Given task: Reproduce all of the material below word for word, with every line unchanged.

Records provided:
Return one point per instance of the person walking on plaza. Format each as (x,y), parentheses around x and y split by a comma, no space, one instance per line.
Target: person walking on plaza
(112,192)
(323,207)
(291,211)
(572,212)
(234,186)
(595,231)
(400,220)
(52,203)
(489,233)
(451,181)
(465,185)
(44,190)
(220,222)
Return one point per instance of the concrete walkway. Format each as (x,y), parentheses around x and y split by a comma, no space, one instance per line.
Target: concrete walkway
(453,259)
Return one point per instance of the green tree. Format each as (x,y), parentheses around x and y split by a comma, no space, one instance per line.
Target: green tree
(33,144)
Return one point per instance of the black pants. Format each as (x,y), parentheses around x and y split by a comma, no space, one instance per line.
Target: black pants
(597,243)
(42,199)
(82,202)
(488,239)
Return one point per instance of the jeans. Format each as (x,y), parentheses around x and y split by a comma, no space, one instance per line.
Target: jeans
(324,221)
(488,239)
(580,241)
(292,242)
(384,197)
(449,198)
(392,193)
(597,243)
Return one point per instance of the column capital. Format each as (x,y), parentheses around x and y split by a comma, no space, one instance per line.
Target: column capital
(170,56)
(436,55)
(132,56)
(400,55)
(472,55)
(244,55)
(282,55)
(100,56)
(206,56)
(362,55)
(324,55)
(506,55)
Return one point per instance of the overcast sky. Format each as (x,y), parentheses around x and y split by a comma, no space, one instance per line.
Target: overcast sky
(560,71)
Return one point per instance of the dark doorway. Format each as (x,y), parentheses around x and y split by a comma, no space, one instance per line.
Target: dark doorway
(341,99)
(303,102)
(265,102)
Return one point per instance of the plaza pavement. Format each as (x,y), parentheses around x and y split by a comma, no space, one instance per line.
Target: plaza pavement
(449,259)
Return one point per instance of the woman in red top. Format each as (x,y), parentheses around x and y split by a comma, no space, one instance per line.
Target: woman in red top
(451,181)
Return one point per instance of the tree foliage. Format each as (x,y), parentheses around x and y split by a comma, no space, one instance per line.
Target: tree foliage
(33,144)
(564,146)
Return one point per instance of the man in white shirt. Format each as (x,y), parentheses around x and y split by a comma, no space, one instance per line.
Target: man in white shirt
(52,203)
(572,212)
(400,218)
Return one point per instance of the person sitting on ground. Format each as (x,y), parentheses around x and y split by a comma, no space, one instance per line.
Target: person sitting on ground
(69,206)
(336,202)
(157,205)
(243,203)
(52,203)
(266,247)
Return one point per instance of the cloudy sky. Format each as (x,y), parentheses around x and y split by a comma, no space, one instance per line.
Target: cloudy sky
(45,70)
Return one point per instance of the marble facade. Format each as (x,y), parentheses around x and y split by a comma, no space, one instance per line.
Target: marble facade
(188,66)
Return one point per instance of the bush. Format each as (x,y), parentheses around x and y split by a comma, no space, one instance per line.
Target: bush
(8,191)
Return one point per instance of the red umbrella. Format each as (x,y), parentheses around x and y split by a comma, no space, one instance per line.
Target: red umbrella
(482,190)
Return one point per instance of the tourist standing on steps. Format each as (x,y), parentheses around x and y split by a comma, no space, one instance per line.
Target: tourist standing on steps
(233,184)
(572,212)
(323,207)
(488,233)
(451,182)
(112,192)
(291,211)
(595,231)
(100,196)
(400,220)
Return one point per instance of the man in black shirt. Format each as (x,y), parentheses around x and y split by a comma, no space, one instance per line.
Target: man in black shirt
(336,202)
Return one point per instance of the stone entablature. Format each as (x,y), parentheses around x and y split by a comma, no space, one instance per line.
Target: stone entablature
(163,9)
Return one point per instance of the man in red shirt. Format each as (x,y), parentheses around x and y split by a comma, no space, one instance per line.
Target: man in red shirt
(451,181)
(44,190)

Exercise solution:
Return one point per instance of the person walking on plaza. Format each as (x,y), parentheses around x and y split by a comma, no space, one instance per line.
Target: person walking on plaza
(112,192)
(323,207)
(291,211)
(572,212)
(234,186)
(595,231)
(400,220)
(52,203)
(489,233)
(451,181)
(465,185)
(44,190)
(220,222)
Return one point per instance of the concrete walkway. Format each as (x,y), parentheses around x and y split by a comma, no space, one instance per line.
Target: concrete walkway
(453,259)
Return one point per instance of the green tree. Format each as (x,y), parentheses around x and y split by a comma, no space, one instance per line.
Target: green tree
(33,144)
Return one point per instance of the black pants. Format each as (x,y), parentheses around x and y split by a comma, no space, one instance per line.
Target: black pants
(597,243)
(42,199)
(82,202)
(488,239)
Return one point per instance of the jeans. Format each as (x,y), parentheses around x and y split by a comma, no space, one instance per line.
Target: jeans
(324,221)
(488,239)
(580,241)
(292,242)
(384,197)
(449,198)
(392,193)
(597,243)
Return one point per instance of the column capital. Format each as (x,y), parentheses around x and y split by a comma, no space, one instance per line.
Target: column capital
(170,56)
(436,55)
(132,56)
(400,55)
(472,55)
(244,55)
(282,55)
(100,56)
(206,56)
(362,55)
(324,55)
(506,55)
Return one point per instance of the overcast sky. Format each as (x,y), parentheses around x and y split by a comma, no space, one instance per line.
Target: overcast sky
(560,71)
Return one point per instance of the dark doorway. Format each as (x,y), parentheses around x and y split by a comma, no space, one instance per line.
Target: dark doorway
(341,99)
(303,102)
(265,102)
Return one point per instance of the plaza pavement. Format each as (x,y), parentheses around x and y split by a comma, no space, one instance per line.
Target: plaza pavement
(449,259)
Return one point per instance of the woman in red top. Format each as (x,y), parentheses around x and y split by a comma, no space, one instance per line.
Target: woman in red top
(451,181)
Return one point per instance of the tree foliage. Format each as (x,y), parentheses around x and y split by a comma, no space, one instance per line.
Target: tree foliage
(33,144)
(564,146)
Return one point per instance of the man in white shirt. Format each as (x,y), parentheses around x and y split by a comma, no space, one instance per line.
Target: man in white shirt
(52,203)
(572,212)
(400,218)
Return one point per instance of the person sitting on ground. Format each as (x,y), parentheses around x and y split by a comma, no space, one instance per line.
Target: person sitting on ground
(69,206)
(336,202)
(157,205)
(243,203)
(52,203)
(266,247)
Return one point per instance of the cloudy sky. Format each as (x,y), parentheses around x and y split by a comma, no space, one instance per line.
Target: cloudy sky
(45,70)
Return one point per instance of the marble facade. Format each as (x,y), parentheses around x and y split by a comma, no space, one instance per line.
Target: marble facade
(188,66)
Return one point per instance of the bush. Format each as (x,y), parentheses around x and y split by a comma, no space, one instance per line.
Target: bush
(8,191)
Return one point per instance of the red umbrella. Format each as (x,y), parentheses around x and y split by a comma, no space, one instance per line.
Target: red umbrella
(482,190)
Return one point per instance of the tourist standing on steps. Format each as (x,y), parentheses around x and y split by a comma, no space, one instance per line.
Target: tourist standing on steps
(233,184)
(572,212)
(323,207)
(488,233)
(451,182)
(112,192)
(291,211)
(595,231)
(100,196)
(400,220)
Return one point per instance of the man in black shirt. Format each as (x,y), parentheses around x and y split by a comma, no space, one instance per line.
Target: man in black shirt
(336,202)
Return one point per instance of the stone entablature. Format each as (x,y), parentheses around x and y split by a comma, no space, one instance per line.
Target: stone entablature
(163,9)
Return one point per instance of the man in red shirt. Format each as (x,y), parentheses around x and y split by a comma, no space, one instance per line.
Target: man in red shirt
(451,181)
(44,190)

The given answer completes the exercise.